Items from a dataset
= = = = =

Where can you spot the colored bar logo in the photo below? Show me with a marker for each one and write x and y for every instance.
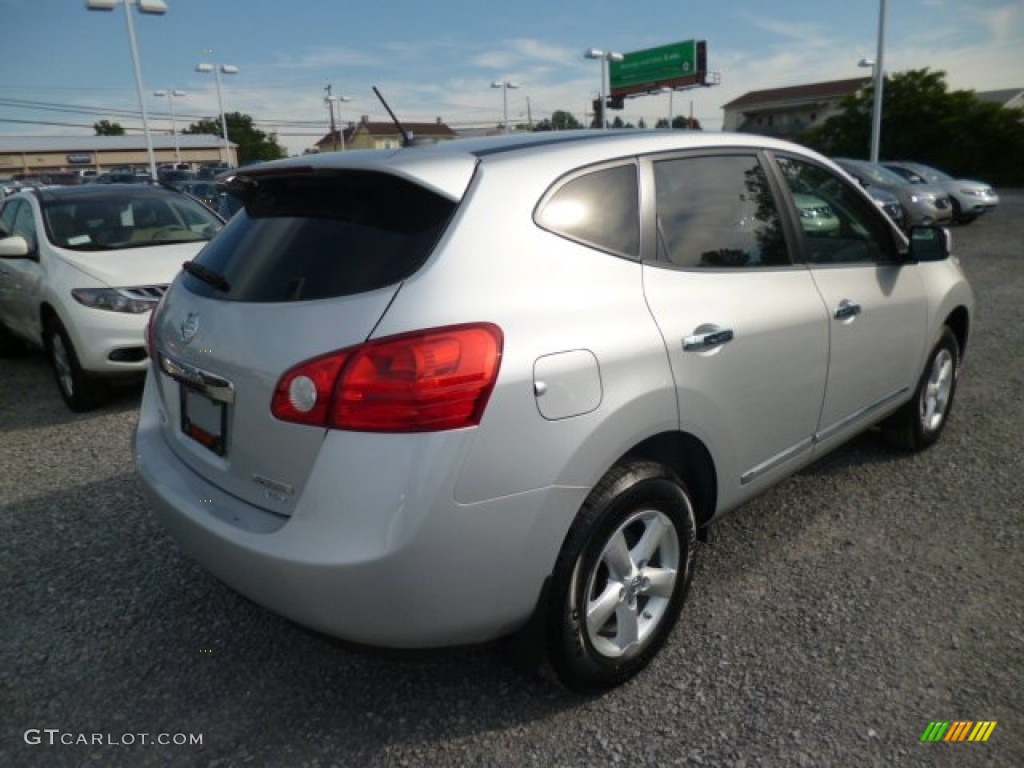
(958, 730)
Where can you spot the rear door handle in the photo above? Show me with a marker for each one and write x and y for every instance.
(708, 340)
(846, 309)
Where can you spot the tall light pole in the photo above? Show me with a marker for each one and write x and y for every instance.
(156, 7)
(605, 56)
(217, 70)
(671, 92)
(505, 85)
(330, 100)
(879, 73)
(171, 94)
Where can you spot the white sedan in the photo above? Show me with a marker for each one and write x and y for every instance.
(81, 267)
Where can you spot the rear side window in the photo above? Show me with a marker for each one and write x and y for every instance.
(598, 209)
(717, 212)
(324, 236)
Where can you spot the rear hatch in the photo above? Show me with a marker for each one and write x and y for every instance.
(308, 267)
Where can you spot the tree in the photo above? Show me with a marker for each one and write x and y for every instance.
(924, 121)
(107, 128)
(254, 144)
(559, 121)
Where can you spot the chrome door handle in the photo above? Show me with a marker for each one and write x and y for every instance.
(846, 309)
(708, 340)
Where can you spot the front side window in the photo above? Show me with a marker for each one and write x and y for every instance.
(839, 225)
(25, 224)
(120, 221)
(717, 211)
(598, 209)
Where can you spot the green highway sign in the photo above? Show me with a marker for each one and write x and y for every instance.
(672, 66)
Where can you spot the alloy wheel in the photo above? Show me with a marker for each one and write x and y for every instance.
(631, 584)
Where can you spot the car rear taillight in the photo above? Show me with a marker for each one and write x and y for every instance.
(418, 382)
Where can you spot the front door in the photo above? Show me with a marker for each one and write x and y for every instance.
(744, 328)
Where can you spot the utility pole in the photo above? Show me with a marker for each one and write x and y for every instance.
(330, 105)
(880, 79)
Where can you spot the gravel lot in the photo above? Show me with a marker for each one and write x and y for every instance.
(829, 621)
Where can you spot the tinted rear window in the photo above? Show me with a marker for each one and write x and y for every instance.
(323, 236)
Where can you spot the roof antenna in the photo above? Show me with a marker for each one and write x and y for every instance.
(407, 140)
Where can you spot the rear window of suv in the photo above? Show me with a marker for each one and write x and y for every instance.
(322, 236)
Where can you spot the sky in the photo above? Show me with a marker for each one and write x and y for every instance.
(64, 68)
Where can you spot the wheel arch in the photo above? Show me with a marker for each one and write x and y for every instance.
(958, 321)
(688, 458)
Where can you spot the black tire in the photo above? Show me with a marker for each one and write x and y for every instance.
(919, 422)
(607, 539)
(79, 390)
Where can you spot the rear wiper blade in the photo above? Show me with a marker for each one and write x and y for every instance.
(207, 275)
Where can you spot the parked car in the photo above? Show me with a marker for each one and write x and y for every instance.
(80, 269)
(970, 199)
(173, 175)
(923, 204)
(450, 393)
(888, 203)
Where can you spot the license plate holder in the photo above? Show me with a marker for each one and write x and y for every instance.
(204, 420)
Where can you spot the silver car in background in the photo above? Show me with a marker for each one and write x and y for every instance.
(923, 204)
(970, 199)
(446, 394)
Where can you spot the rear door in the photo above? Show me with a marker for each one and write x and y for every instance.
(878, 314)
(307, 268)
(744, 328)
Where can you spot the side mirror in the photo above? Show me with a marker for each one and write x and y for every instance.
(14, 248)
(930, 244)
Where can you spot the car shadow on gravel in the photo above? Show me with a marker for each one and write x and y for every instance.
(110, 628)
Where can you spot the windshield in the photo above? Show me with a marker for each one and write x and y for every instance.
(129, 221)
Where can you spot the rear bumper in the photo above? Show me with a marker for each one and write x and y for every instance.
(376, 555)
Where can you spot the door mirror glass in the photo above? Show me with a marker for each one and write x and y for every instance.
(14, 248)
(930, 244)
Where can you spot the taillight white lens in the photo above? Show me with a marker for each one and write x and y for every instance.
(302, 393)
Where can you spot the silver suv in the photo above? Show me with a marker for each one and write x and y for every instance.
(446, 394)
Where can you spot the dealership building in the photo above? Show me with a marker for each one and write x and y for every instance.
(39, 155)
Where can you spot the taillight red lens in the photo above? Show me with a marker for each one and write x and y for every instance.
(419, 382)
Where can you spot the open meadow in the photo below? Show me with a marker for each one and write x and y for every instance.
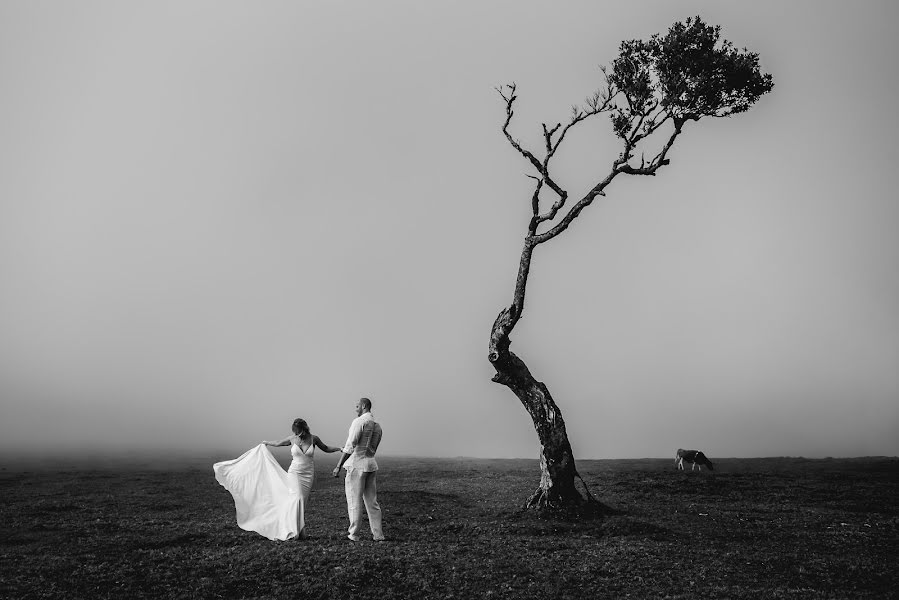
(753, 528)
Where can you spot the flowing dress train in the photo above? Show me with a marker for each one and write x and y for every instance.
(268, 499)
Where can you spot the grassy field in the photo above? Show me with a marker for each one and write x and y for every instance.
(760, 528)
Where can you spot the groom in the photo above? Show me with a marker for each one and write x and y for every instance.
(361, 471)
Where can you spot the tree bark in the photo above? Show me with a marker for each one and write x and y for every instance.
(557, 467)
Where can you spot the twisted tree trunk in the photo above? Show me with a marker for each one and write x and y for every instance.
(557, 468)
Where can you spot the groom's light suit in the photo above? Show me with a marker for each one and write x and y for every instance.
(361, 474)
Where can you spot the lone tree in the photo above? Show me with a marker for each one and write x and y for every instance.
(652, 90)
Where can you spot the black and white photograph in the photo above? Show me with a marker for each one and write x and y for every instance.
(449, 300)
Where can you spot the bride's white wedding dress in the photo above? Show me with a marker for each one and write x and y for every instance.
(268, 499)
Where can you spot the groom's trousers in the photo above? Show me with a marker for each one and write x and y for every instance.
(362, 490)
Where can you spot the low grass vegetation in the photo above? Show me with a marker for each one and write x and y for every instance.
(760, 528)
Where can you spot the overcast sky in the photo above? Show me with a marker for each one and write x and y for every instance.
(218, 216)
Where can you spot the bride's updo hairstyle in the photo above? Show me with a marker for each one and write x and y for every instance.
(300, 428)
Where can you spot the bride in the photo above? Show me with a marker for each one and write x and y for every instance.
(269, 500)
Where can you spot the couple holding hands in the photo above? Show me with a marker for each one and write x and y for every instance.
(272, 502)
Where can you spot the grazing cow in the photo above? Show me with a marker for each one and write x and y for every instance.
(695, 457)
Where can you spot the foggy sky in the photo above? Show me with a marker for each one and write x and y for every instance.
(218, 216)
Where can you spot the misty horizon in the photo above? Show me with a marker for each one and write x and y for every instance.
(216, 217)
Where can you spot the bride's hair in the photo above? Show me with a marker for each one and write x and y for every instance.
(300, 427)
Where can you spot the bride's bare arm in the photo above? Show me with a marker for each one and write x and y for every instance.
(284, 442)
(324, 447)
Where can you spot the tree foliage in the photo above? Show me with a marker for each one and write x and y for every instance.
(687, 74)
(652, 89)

= = = = =

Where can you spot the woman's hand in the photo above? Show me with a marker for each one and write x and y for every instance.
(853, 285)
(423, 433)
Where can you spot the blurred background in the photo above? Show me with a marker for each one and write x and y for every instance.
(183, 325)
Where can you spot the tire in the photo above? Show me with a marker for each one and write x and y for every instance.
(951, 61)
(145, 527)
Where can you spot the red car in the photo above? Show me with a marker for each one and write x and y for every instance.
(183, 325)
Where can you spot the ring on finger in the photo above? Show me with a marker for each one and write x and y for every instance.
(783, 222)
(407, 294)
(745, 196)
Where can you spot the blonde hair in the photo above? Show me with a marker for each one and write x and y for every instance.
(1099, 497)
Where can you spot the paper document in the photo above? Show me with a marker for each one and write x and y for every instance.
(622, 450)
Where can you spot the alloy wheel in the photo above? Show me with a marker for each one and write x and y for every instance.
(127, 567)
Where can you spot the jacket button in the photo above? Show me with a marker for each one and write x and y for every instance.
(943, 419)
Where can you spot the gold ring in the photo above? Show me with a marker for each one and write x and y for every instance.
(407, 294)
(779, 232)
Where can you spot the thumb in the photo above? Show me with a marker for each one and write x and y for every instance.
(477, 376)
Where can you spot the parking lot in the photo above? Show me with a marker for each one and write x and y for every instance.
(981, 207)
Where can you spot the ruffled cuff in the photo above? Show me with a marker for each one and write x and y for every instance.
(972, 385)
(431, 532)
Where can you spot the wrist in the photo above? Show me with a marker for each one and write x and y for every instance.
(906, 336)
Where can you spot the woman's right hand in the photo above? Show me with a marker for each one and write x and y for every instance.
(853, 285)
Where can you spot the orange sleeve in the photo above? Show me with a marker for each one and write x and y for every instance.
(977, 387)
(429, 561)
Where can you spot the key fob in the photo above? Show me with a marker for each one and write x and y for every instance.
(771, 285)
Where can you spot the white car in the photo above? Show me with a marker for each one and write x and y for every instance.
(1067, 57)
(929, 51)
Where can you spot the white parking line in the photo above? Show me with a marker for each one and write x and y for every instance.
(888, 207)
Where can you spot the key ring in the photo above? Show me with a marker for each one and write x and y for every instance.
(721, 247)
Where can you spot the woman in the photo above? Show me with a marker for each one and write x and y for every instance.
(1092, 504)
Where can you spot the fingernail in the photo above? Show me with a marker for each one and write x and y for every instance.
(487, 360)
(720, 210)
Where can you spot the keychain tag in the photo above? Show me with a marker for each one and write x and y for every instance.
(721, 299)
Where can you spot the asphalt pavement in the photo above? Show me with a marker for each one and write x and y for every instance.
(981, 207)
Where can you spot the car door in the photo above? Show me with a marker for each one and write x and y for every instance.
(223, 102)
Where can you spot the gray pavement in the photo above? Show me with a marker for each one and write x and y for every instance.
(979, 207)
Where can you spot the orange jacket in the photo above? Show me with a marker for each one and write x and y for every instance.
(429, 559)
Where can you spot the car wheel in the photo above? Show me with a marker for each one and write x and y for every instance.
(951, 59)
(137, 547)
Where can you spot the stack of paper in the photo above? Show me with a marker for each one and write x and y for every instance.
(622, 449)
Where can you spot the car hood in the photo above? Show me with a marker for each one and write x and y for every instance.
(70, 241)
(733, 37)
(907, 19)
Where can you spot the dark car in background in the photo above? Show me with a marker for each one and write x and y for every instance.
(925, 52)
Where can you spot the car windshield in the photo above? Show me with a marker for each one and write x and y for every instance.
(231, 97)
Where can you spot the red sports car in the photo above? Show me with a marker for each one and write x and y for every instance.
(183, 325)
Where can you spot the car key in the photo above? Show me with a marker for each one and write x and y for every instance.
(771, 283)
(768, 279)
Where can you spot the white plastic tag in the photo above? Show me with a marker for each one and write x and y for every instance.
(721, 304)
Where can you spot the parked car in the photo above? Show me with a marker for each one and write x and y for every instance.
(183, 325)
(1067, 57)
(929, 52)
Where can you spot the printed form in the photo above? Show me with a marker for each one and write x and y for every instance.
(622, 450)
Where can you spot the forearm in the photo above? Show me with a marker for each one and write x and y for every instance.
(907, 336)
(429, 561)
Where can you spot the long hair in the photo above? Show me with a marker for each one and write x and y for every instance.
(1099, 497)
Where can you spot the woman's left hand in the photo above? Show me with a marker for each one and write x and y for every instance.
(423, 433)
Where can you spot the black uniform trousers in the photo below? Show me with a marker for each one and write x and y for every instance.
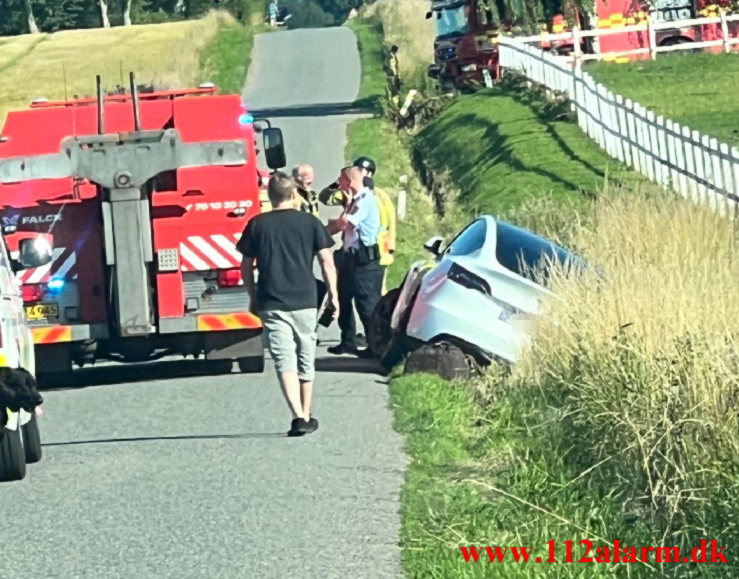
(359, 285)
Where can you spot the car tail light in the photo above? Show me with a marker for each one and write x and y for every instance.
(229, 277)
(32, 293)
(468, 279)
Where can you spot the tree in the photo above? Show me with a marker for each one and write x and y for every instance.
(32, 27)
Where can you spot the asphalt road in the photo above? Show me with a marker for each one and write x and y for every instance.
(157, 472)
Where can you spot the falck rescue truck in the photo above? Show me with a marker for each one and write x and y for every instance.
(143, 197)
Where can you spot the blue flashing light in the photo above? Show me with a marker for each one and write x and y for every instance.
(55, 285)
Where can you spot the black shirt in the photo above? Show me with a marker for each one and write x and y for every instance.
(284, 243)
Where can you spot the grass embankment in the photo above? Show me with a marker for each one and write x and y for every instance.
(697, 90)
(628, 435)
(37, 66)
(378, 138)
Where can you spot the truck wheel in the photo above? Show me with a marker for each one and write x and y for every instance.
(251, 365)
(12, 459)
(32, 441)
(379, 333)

= = = = =

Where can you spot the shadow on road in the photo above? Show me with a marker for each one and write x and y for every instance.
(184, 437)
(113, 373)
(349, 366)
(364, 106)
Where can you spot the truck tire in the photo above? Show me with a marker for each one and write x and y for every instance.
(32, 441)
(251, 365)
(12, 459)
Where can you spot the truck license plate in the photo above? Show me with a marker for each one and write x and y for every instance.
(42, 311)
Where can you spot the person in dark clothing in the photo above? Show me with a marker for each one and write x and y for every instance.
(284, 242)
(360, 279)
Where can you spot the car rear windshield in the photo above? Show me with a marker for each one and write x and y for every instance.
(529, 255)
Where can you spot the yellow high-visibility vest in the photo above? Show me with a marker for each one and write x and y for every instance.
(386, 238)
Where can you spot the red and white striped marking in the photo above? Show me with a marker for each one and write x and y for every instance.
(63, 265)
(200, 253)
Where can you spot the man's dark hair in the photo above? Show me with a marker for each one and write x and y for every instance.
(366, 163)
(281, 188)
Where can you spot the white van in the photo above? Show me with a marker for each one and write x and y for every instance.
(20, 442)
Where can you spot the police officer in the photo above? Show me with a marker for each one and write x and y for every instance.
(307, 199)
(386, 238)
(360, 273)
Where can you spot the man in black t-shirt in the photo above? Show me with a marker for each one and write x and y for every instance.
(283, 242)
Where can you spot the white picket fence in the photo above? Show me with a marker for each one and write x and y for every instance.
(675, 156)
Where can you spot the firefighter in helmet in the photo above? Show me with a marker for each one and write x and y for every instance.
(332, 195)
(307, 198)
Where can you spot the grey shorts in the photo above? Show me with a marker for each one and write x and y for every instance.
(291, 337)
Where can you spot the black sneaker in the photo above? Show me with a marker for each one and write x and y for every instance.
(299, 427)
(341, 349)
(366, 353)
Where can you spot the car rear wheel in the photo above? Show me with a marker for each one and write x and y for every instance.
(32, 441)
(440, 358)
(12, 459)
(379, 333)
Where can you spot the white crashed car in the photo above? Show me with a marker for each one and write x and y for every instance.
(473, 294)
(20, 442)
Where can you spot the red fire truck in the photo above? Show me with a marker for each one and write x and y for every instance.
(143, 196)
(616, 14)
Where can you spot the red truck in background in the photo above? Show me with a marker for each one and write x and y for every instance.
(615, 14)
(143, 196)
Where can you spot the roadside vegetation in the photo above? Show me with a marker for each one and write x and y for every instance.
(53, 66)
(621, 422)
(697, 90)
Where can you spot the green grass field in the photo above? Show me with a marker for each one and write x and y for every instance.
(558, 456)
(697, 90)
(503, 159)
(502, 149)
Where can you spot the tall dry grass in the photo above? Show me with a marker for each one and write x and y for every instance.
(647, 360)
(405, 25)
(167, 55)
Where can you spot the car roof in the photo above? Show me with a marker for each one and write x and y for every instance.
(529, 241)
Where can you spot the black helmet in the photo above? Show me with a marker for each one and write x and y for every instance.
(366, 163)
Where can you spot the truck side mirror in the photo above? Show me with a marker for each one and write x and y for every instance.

= = = = =

> INSTRUCTIONS TO FOLLOW: Format the lines between the one containing "Where can you spot the car rear wheel" and the one containing "Where can you spot the truck side", inclusive, as a Markdown table with a Row column for the number and a Line column for the text, and skip any blank lines.

> SOLUTION TO THE PROBLEM:
| Row | Line |
|---|---|
| 1 | Where can you spot the car rear wheel in the photo above? Show me with a marker for each one and write x and y for every instance. |
| 2 | (32, 441) |
| 3 | (440, 358) |
| 4 | (12, 459) |
| 5 | (379, 333) |
| 6 | Where can you spot the white crashed car in the photo above? Show me with a marker for each one and write x and y for every instance. |
| 7 | (473, 294) |
| 8 | (20, 442) |
| 9 | Where can you spot the red fire truck in the photo above? Show me with a marker for each one and write x and y for every instance. |
| 10 | (143, 196) |
| 11 | (616, 14) |
| 12 | Where can you spot the red truck in background in the photo above? Show me with a marker for each one and write x and y for every instance. |
| 13 | (615, 14) |
| 14 | (143, 196) |
| 15 | Where can you spot the roadside vegetation in the photo above? Show me with a marker for each one and write x and y for every instance. |
| 16 | (53, 66) |
| 17 | (621, 422) |
| 18 | (697, 90) |
| 19 | Where can you spot the green grass field in the photo above? Show me with a marker for each one and write x and y for every instance. |
| 20 | (558, 456) |
| 21 | (697, 90) |
| 22 | (503, 159) |
| 23 | (502, 149) |
| 24 | Where can you spot the tall dry grass in the photo above? Show me with a marker for each one and write x and y for every instance. |
| 25 | (647, 360) |
| 26 | (405, 25) |
| 27 | (167, 55) |
| 28 | Where can you spot the car roof in the photo above? Show me with a marker for each one and write x and y for every instance. |
| 29 | (529, 241) |
| 30 | Where can you spot the black helmet in the photo above? Show me with a marker for each one and write x and y for every instance. |
| 31 | (366, 163) |
| 32 | Where can you spot the truck side mirror in the photo above? Show me with a marker for each one and write x and y for every instance. |